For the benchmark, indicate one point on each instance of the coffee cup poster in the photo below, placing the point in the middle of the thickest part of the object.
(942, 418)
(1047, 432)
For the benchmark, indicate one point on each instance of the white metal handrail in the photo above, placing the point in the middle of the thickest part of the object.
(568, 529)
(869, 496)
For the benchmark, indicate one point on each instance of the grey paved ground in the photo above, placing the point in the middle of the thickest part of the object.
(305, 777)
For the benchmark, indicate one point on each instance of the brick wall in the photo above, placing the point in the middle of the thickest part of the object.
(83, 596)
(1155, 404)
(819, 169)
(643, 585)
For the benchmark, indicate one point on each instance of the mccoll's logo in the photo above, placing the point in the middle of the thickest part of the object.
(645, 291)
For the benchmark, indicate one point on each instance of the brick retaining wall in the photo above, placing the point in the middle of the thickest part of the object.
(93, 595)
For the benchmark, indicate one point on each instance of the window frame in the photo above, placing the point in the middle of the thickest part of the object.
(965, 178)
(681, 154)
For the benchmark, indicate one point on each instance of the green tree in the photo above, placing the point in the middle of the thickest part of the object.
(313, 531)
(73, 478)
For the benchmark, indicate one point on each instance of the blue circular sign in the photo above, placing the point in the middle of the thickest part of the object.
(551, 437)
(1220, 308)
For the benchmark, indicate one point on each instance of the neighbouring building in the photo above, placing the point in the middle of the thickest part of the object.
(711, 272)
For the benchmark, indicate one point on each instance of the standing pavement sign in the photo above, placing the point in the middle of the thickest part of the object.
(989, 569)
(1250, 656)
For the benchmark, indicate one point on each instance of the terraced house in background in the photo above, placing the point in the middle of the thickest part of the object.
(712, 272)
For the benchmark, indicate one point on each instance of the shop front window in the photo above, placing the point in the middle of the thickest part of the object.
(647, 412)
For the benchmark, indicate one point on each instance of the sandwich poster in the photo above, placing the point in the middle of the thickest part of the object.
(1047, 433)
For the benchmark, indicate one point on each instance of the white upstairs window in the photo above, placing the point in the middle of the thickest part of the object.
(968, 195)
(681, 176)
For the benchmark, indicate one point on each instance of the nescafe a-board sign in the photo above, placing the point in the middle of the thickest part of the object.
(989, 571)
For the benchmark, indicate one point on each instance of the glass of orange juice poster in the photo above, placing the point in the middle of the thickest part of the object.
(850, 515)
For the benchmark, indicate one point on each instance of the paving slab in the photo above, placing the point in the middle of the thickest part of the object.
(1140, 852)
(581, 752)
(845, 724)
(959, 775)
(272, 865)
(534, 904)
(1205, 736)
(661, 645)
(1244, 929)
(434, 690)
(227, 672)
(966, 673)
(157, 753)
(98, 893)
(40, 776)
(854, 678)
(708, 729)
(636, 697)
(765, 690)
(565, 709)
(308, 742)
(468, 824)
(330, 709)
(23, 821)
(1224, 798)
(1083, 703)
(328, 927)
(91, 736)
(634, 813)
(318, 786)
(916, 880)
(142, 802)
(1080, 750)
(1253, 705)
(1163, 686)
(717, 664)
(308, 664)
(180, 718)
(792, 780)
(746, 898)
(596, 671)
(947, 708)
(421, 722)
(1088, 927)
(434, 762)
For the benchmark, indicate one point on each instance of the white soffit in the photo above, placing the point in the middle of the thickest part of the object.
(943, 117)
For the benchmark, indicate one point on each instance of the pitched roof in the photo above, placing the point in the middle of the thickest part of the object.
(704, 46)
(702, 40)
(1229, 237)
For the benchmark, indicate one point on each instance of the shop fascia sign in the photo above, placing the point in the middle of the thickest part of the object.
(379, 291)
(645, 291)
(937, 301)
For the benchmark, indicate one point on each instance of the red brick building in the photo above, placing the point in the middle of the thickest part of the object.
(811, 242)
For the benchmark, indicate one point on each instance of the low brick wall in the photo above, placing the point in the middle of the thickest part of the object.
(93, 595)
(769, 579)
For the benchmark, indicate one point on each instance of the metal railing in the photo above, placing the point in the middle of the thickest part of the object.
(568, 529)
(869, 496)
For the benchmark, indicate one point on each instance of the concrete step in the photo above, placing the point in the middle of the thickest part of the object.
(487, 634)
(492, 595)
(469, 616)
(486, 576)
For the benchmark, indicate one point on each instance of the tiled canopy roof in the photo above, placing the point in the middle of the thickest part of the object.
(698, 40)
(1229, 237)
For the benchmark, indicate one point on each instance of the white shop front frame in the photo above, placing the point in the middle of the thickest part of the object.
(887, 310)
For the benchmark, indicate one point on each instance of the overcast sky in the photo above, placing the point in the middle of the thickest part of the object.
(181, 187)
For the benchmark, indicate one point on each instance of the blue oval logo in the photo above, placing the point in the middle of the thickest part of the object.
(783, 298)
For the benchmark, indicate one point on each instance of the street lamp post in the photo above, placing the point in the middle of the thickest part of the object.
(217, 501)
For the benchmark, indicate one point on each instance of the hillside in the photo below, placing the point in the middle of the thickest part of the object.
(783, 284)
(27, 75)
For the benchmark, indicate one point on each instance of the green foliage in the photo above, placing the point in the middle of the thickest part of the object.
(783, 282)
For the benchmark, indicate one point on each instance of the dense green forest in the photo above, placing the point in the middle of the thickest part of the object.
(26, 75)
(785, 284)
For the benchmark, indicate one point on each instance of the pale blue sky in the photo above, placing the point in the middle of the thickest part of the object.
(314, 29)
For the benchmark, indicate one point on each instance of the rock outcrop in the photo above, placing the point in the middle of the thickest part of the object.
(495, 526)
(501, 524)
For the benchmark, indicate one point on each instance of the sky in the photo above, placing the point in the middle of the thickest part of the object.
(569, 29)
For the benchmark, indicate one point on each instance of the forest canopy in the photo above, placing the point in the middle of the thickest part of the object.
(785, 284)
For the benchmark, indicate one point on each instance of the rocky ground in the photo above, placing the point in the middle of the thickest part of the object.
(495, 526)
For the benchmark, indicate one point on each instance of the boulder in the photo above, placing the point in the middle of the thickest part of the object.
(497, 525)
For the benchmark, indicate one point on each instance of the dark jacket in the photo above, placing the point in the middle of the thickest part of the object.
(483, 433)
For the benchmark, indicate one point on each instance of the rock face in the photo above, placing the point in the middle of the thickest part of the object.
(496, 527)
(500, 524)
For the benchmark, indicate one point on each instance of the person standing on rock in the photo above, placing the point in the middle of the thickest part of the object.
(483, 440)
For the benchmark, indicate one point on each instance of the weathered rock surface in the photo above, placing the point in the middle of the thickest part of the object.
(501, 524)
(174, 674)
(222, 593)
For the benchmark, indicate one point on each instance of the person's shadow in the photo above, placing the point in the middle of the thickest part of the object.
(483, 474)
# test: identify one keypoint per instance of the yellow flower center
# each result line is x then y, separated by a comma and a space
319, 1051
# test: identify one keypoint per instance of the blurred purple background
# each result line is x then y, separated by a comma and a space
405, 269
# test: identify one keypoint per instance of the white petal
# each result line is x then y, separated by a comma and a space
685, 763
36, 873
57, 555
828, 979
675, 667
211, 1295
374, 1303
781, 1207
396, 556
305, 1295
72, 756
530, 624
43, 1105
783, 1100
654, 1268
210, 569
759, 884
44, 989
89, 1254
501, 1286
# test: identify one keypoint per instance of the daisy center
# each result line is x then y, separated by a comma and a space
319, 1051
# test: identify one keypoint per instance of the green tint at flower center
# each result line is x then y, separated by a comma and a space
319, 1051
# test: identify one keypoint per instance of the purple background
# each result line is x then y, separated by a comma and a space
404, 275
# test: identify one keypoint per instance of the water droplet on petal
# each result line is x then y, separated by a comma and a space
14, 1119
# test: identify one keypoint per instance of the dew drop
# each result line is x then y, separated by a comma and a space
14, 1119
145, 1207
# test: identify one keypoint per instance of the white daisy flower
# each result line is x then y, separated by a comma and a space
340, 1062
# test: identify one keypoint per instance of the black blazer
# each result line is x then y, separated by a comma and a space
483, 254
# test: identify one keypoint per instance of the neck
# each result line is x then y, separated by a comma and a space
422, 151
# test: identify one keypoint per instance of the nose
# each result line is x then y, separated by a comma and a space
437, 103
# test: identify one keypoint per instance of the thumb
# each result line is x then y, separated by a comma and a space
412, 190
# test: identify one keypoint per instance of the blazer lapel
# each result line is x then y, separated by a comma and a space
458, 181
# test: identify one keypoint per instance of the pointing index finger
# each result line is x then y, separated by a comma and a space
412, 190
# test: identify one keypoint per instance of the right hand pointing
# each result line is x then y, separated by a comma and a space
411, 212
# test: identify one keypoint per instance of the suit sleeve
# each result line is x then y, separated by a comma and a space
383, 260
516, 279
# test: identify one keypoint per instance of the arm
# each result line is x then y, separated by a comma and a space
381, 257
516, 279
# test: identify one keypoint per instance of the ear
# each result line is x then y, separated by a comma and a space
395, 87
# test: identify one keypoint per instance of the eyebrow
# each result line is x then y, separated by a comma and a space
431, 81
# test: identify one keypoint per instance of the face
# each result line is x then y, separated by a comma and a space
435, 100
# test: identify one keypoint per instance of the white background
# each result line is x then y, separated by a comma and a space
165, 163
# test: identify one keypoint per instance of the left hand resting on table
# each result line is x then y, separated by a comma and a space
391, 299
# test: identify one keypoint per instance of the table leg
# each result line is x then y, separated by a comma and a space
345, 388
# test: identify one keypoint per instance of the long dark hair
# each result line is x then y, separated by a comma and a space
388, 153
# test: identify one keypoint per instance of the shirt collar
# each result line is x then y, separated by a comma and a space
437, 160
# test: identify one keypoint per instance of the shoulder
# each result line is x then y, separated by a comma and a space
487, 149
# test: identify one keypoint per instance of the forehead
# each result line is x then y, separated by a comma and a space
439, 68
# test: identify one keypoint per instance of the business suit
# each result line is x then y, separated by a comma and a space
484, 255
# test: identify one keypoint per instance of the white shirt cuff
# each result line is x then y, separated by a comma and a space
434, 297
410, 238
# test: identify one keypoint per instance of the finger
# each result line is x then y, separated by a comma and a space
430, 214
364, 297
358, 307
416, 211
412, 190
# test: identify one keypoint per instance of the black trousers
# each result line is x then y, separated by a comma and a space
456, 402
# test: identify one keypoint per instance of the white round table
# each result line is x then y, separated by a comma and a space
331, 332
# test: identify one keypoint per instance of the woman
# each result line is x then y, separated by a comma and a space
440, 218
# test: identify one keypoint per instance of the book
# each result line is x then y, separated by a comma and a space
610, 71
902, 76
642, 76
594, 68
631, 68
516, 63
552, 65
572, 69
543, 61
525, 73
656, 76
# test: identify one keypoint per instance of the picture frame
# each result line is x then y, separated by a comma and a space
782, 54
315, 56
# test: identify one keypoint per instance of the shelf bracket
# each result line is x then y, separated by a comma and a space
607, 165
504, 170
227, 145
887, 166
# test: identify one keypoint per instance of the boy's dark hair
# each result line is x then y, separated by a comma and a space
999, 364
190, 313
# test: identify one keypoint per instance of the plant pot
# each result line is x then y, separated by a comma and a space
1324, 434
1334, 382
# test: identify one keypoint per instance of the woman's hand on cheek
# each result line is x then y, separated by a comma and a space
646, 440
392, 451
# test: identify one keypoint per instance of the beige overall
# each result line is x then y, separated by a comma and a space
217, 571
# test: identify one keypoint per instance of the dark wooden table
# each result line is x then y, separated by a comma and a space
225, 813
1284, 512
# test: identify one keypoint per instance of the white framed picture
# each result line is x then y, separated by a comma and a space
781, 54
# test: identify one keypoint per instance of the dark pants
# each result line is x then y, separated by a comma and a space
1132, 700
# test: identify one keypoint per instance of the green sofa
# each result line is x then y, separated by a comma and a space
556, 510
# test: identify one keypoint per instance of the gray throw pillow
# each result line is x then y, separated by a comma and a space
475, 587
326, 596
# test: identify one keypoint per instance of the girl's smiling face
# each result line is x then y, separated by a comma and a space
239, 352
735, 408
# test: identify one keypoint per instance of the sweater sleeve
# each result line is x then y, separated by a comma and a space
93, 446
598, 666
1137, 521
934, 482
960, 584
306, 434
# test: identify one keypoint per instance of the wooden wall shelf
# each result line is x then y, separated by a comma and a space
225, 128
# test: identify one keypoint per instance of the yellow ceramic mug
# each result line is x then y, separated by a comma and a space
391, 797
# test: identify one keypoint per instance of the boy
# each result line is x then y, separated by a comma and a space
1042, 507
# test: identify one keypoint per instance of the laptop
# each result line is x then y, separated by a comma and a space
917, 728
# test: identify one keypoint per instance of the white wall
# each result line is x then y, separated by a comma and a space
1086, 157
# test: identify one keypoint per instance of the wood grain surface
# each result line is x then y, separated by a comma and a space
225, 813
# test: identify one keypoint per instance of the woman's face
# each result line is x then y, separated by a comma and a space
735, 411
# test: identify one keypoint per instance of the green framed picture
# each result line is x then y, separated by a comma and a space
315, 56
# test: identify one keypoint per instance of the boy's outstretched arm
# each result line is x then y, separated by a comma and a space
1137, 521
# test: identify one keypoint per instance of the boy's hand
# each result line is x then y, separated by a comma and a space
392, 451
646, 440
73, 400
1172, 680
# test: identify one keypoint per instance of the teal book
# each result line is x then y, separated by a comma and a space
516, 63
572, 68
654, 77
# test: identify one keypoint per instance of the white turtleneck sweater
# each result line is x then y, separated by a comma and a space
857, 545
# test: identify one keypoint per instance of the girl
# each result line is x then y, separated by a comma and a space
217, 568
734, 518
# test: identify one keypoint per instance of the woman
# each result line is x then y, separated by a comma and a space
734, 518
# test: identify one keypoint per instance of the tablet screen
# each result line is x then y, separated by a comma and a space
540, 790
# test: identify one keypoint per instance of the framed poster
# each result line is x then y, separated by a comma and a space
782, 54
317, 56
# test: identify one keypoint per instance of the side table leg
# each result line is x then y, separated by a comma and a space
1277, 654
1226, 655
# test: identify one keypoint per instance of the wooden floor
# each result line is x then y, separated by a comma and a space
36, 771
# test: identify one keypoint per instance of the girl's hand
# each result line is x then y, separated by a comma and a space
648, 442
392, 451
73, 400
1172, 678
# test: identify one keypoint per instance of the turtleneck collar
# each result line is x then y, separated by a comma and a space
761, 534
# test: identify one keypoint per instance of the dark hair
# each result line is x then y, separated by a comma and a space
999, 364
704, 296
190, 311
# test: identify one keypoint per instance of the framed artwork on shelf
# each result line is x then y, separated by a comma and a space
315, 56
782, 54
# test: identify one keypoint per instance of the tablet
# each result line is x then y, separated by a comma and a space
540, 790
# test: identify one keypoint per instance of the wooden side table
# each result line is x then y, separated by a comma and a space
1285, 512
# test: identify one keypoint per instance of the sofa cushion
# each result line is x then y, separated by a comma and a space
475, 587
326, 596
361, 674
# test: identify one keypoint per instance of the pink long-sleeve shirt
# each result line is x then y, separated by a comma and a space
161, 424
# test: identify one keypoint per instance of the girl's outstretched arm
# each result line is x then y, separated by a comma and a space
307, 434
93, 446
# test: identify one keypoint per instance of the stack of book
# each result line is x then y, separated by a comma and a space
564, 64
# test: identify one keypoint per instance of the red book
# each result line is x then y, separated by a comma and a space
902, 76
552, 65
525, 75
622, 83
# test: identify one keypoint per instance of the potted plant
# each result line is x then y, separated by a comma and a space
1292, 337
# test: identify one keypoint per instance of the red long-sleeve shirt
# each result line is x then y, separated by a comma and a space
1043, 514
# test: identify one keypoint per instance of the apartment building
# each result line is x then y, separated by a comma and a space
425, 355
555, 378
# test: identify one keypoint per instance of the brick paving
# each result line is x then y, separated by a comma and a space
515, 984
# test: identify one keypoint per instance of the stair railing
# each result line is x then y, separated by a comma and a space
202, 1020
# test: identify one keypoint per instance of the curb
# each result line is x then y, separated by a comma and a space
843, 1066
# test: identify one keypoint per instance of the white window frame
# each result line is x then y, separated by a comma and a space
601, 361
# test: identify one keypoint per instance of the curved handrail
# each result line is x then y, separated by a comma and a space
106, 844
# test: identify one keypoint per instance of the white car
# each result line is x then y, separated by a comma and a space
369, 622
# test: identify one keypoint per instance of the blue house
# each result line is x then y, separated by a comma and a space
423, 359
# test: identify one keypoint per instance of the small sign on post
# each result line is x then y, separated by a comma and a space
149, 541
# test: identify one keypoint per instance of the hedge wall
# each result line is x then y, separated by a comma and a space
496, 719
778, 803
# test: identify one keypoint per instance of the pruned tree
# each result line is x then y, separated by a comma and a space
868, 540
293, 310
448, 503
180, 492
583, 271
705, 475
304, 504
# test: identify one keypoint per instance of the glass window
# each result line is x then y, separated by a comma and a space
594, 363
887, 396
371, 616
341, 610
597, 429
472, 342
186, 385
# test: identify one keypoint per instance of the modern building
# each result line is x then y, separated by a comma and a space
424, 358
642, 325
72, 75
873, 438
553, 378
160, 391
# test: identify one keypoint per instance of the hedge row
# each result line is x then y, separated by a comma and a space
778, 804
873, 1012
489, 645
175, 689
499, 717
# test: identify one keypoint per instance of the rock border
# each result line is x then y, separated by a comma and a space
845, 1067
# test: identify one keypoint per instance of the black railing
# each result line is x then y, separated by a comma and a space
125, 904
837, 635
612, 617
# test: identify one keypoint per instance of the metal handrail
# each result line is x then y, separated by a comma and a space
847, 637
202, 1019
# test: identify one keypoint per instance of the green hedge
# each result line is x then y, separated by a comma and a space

-=-=-

What you have to do -
Please retype the lines above, from the line with "# test: identify one keypoint per instance of the green hedge" through the end of the records, without any changes.

Full output -
# test: identify one keypoint per instance of the green hedge
# each result line is x then y, separated by a comma and a space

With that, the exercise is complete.